GIVEN RECORDS ::
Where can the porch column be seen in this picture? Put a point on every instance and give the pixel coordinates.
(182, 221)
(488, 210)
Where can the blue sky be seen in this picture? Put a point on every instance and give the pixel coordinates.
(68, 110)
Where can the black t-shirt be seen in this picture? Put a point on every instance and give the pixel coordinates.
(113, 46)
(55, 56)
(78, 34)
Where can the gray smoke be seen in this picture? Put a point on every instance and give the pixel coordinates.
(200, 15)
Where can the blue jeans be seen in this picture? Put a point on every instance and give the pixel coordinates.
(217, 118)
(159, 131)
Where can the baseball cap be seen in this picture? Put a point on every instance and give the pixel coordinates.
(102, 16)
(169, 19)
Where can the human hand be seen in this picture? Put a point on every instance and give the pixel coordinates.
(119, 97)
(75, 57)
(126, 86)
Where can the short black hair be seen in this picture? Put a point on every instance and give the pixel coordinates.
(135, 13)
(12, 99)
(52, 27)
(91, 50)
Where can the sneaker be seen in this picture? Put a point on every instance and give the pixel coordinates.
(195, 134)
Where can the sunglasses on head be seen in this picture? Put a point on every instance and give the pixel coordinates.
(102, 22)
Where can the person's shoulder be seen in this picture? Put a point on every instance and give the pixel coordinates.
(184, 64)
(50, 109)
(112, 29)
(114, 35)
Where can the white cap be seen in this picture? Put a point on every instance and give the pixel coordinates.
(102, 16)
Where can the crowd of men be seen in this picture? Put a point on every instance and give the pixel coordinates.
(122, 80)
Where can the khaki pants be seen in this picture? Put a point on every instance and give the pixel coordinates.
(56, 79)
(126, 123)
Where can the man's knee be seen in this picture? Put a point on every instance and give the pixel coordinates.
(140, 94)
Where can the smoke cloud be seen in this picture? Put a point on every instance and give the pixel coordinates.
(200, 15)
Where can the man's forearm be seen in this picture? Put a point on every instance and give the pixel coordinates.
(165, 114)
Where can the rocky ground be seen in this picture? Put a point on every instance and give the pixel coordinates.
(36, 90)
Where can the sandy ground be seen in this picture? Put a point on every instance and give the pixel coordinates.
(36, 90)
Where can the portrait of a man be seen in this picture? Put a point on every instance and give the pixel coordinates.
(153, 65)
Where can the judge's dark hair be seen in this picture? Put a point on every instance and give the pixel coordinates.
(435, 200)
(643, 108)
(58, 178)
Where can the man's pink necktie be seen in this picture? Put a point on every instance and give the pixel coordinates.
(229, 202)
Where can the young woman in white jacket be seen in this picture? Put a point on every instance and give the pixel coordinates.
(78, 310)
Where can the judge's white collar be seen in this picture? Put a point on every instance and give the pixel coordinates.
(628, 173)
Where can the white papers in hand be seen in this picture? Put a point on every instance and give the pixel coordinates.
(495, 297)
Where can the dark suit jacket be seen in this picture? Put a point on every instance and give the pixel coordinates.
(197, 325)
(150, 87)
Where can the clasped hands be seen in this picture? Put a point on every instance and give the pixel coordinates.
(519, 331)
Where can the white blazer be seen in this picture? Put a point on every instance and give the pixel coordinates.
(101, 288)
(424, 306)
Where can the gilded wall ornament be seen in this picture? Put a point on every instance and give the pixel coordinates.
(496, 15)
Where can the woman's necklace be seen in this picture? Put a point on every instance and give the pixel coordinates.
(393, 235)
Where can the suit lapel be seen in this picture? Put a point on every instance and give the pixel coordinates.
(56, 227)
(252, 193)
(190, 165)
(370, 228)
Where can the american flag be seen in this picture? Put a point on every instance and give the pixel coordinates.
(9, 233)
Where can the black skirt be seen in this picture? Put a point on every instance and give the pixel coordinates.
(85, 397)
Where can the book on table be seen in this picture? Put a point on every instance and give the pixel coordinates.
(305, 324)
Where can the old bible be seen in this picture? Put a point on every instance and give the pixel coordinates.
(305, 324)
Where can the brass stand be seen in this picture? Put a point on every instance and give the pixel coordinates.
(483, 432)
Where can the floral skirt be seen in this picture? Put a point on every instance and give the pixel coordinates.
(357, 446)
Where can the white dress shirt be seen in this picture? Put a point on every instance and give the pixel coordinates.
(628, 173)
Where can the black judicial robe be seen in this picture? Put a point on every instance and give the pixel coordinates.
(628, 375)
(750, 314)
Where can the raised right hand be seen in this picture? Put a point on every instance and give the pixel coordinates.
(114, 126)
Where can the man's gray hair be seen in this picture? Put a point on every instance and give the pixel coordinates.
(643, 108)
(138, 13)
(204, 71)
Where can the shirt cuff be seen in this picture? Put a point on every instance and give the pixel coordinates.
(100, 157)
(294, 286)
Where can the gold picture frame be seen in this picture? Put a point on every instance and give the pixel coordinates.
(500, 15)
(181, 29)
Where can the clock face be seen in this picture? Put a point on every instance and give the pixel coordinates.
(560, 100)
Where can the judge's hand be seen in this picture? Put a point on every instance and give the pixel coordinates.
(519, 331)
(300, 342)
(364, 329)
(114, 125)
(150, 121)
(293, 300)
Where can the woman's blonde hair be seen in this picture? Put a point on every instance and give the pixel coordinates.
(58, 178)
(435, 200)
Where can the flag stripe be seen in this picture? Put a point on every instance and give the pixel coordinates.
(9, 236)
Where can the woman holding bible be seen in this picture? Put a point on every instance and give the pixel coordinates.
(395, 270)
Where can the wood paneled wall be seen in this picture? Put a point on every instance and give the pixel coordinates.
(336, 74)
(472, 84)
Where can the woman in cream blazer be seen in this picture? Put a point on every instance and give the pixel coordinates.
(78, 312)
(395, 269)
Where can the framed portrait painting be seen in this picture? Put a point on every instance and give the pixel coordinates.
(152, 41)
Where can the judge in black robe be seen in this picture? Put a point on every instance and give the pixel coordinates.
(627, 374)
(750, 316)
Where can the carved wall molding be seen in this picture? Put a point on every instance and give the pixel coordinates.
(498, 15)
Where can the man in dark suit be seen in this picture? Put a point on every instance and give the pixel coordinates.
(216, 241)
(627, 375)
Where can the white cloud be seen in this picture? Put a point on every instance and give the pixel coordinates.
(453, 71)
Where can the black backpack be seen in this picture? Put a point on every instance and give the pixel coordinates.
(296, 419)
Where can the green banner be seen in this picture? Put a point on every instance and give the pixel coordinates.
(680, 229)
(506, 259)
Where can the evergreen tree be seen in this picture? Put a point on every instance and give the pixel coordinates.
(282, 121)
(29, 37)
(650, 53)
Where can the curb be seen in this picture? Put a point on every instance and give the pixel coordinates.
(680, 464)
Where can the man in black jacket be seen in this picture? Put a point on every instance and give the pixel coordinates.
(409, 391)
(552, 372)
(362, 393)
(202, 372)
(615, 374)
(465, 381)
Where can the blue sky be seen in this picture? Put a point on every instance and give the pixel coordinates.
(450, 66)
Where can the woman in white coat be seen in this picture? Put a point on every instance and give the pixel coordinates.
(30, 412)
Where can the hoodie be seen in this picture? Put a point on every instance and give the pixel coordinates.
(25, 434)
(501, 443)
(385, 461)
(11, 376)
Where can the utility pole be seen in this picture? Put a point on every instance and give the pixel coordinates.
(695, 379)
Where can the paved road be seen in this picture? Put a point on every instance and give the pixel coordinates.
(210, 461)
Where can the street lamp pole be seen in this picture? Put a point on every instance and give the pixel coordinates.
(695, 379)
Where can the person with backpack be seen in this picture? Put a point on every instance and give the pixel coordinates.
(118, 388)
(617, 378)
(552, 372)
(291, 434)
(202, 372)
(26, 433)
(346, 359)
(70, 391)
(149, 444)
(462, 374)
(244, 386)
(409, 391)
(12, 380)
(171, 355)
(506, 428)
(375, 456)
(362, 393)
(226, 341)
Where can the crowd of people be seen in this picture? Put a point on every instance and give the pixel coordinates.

YOUR GOAL :: Reproduce every row above word for word, in the same order and without any changes.

THE ANSWER ::
Where can the porch column be seen in this picture? Put a point on every instance and give the pixel coordinates.
(182, 221)
(488, 210)
Where can the blue sky be seen in this picture? Put a point on every instance and give the pixel coordinates.
(68, 110)
Where can the black t-shirt be seen in this picture? Put a point on every instance and give the pixel coordinates.
(113, 46)
(55, 56)
(78, 34)
Where can the gray smoke be seen in this picture? Put a point on every instance and give the pixel coordinates.
(200, 15)
Where can the blue jeans be seen in this picture? Put a point on every instance and give the pixel coordinates.
(217, 118)
(159, 131)
Where can the baseball cap be seen in this picture? Put a point on every instance and give the pixel coordinates.
(102, 16)
(169, 19)
Where can the human hand be seen in this picture? Put a point on every instance and give the pixel coordinates.
(119, 97)
(75, 57)
(126, 86)
Where can the short black hair be seen in this picture? Put a point on every instance and give the pixel coordinates.
(135, 13)
(12, 99)
(52, 27)
(91, 50)
Where can the sneaker be seen in this picture? Put a point on every instance and give the pixel coordinates.
(195, 134)
Where can the sunglasses on head be seen in this picture? Put a point on every instance and give the pixel coordinates.
(102, 22)
Where can the person's shoulder be seen in this picture? Put a point on every instance and give the pixel coordinates.
(184, 64)
(50, 109)
(112, 29)
(114, 35)
Where can the white cap be seen in this picture? Put a point on every instance and give the pixel coordinates.
(102, 16)
Where can the crowd of men be seen in this picture? Put a point on every instance and give the pixel coordinates.
(122, 80)
Where can the khaki pants be seen in this picture? Put a point on every instance and give the pixel coordinates.
(56, 79)
(126, 123)
Where can the man's knee be seen in this picture? Put a point on every instance and give the pixel coordinates.
(140, 94)
Where can the smoke cloud be seen in this picture? Put a point on every instance and give the pixel coordinates.
(200, 15)
Where can the man's forearm be seen in this picture? Put a point on every instance and give the pixel coordinates.
(165, 114)
Where can the rocky ground be seen in this picture? Put a point on every instance and give the pixel coordinates.
(36, 90)
Where can the sandy ground be seen in this picture? Put a point on every instance and give the pixel coordinates.
(36, 90)
Where can the portrait of a man be seen in this picture? Put a point on every instance and give the pixel coordinates.
(153, 65)
Where can the judge's dark hair be seen in this picture? Put a point on every instance and give the pixel coordinates.
(435, 200)
(643, 108)
(58, 178)
Where can the man's pink necktie be seen in this picture? Put a point on every instance and give the pixel coordinates.
(229, 202)
Where can the young woman in white jacket be seen in this picture? Put a point on every instance and give the pixel coordinates.
(78, 310)
Where can the judge's white collar be seen in this picture? Put a point on every instance and give the pixel coordinates.
(628, 173)
Where can the white papers in hand be seen in this picture? Put a point on every instance and give the pixel coordinates.
(495, 297)
Where can the dark suit jacket be seen in this picture? Put a point on every instance and give the pixel coordinates.
(197, 325)
(150, 87)
Where can the clasped hands be seen in this picture? Put a point on every instance and give the pixel coordinates.
(519, 331)
Where can the white blazer be seen in this picture? Put a point on every instance and give the pixel coordinates.
(101, 288)
(424, 306)
Where can the gilded wall ornament be seen in this picture? Put a point on every instance and give the pixel coordinates.
(496, 15)
Where can the woman's necklace be seen in this picture? Put a point on every instance and give the pixel coordinates.
(393, 235)
Where can the suit lapel be seen in this picture? Put a point on every instance and give the pixel coordinates.
(56, 227)
(252, 193)
(190, 165)
(370, 228)
Where can the american flag be seen in this picture? Put a point on every instance and give the pixel coordinates.
(9, 233)
Where can the black skirt be seen in this picture? Put a point on every instance and give the pixel coordinates.
(85, 397)
Where can the book on table be seen in this picture? Put a point on every instance and give the pixel coordinates.
(305, 324)
Where can the old bible be seen in this picture? Put a point on every instance and give the pixel coordinates.
(305, 324)
Where can the brass stand be seen in this picture? Put a point on every instance and give the pixel coordinates.
(483, 432)
Where can the floral skirt be seen in this picture? Put a point on every instance and give the pixel coordinates.
(357, 446)
Where can the white dress shirt be seen in this picture? Put a point on every instance and give the pixel coordinates.
(628, 173)
Where can the black judicial robe be seen in this picture? Put a point on every instance and give the pixel coordinates.
(628, 375)
(750, 314)
Where can the raised right hand be seen in this picture? Put a point on every instance and give the pixel coordinates.
(114, 126)
Where can the man's gray hair be seen in this picture? Put a point on every instance and give the pixel coordinates.
(643, 108)
(138, 13)
(204, 71)
Where can the shirt cuff be seen in this picture? Put a point on every instance and give the pixel coordinates.
(100, 157)
(294, 286)
Where can the gold picture frame be seen in this picture? Put a point on every instance and give the pixel coordinates.
(500, 15)
(181, 29)
Where can the clock face be seen in this picture? Put a point on every instance and give the pixel coordinates.
(560, 100)
Where can the judge's hand be seen in this picture? Put a point on every instance and give the pixel coordinates.
(519, 331)
(300, 342)
(364, 329)
(114, 125)
(150, 121)
(293, 300)
Where can the woman's blonde hair be seen in this picture? Put a point on every instance and give the pixel coordinates.
(58, 178)
(435, 200)
Where can the flag stripe be seen in this picture? Put a point on every instance and give the pixel coordinates.
(9, 236)
Where can the woman holding bible be seen in this picture? Put a point on every instance and give the pixel coordinates.
(395, 270)
Where can the wood paneled wall be seen in this picture? Put a point on every instance and give the pixel coordinates.
(336, 74)
(472, 84)
Where can the woman in cream blazer be seen in this picture? Put a point on every instance and give the pixel coordinates.
(78, 312)
(395, 269)
Where can the framed portrait painting be seen in this picture? Put a point on every instance and give the pixel coordinates.
(152, 41)
Where can the judge in black robe be seen in this picture? Put a point on every instance and give the pixel coordinates.
(627, 374)
(750, 316)
Where can the carved wall molding be seen in this picture? Put a point on every instance and give the pixel coordinates.
(498, 15)
Where can the man in dark suit be seen in this picture? Put a point on every instance and give the pixel coordinates.
(216, 241)
(627, 375)
Where can the white cloud be seen in this picture? Put a point on every instance and give the pixel coordinates.
(453, 71)
Where can the black backpack be seen in this picture? Put a point on every instance and give the pixel coordinates.
(296, 419)
Where can the green banner be seen in this picture? Put a point on every instance and give the pixel coordinates.
(680, 229)
(506, 259)
Where can the evergreen tree be seen in this picture? Put a point on every instance and give the pixel coordinates.
(282, 121)
(29, 37)
(650, 53)
Where can the curb be seen in this picture? Put a point on every instance and give the pixel coordinates.
(680, 464)
Where can the man in black jacket be seen in this picture? Put a point on every instance and give the pixel coordinates.
(409, 391)
(552, 372)
(362, 393)
(202, 372)
(615, 374)
(465, 381)
Where can the blue sky be seen in this picture? Put a point on every instance and give the pixel coordinates.
(450, 66)
Where can the woman in white coat be seen in this picture? Put a point on every instance and give the pixel coordinates.
(30, 412)
Where can the hoodie be seen in this picture? Put a point on every instance and give the pixel coordinates.
(25, 434)
(501, 443)
(385, 461)
(11, 376)
Where can the utility pole be seen in this picture? Put a point on every instance and give the pixel coordinates.
(695, 379)
Where can the paved road be seen in this picture? Put a point on every instance and give the pixel coordinates.
(210, 461)
Where can the street lamp pole be seen in this picture? Put a point on every instance and give the pixel coordinates.
(695, 379)
Where can the person with backpack be seen in this picture? Put a point on every instance and give the pixel coordinates.
(118, 388)
(617, 378)
(552, 372)
(291, 434)
(202, 372)
(26, 433)
(346, 359)
(70, 391)
(149, 444)
(462, 374)
(244, 386)
(409, 391)
(12, 380)
(171, 355)
(506, 428)
(375, 456)
(362, 393)
(226, 341)
Where can the crowd of people be seen in this picture? Put a point on every instance and give the pixel coordinates.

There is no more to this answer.